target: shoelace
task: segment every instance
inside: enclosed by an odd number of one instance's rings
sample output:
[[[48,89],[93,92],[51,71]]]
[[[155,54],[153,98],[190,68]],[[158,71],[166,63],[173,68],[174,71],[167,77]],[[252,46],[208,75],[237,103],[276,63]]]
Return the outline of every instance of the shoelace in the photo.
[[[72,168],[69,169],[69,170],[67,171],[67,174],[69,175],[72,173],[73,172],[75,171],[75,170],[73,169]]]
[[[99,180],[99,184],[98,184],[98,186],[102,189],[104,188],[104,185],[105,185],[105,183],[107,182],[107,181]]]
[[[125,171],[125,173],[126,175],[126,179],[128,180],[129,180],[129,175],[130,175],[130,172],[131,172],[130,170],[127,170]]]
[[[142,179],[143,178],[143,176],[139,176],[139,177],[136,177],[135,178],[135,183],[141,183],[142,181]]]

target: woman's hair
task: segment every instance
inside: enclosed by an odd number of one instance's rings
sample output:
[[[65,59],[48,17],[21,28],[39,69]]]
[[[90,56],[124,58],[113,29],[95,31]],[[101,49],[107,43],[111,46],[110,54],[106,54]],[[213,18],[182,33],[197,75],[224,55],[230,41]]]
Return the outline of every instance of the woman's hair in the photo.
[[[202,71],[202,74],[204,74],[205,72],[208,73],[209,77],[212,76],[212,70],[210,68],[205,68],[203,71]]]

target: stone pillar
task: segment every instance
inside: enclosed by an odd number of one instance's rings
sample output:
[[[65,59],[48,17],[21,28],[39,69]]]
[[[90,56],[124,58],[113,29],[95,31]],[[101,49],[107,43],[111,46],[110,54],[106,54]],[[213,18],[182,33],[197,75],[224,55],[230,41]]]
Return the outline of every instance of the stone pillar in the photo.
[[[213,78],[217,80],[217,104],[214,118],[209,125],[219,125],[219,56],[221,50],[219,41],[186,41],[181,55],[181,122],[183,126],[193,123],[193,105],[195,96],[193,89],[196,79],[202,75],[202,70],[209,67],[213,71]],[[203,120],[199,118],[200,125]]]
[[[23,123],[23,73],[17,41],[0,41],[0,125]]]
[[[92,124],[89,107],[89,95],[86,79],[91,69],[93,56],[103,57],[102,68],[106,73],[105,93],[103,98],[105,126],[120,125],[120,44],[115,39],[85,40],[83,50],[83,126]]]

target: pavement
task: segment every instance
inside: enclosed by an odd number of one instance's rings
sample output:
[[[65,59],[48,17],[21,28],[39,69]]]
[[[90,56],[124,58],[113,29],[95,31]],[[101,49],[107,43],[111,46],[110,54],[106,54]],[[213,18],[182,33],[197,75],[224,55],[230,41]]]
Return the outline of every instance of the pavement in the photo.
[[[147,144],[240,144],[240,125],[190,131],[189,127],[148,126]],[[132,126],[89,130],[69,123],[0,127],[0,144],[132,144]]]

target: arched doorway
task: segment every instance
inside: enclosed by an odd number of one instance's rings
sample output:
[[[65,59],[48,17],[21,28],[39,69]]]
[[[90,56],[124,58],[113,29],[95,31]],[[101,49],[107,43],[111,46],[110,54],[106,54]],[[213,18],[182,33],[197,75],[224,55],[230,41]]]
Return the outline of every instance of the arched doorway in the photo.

YOUR OBJECTIVE - Lay out the lines of the entries from the line with "target: pavement" through the end of the entries as a Markdown table with the columns Row and Line, leaving out blank lines.

RESPONSE TO THIS EXERCISE -
| Row | Line |
|---|---|
| 1 | target: pavement |
| 2 | task: segment every instance |
| 3 | inside: enclosed by an odd number of one instance's rings |
| 4 | sample output: |
| 5 | [[[65,59],[48,17],[21,28],[39,69]]] |
| 6 | [[[90,56],[124,58],[113,29],[95,31]],[[101,49],[107,43],[111,46],[110,54],[106,54]],[[213,18],[182,33],[197,75],[224,55],[230,41]]] |
| 7 | Return the outline of every instance of the pavement in the photo. |
| 8 | [[[147,144],[240,144],[240,125],[190,131],[189,127],[148,126]],[[132,126],[89,130],[69,123],[0,127],[0,144],[132,144]]] |
| 9 | target: arched doorway |
| 10 | task: segment every instance |
| 11 | inside: enclosed by an odd number of one instance's rings |
| 12 | sample output: |
| 13 | [[[65,59],[48,17],[21,28],[39,69]]] |
| 14 | [[[90,56],[124,58],[113,29],[95,31]],[[101,49],[107,43],[111,46],[110,54],[106,54]],[[213,18],[182,33],[197,75],[224,55],[230,41]]] |
| 15 | Return the outline of every instance of the arched doorway in the photo. |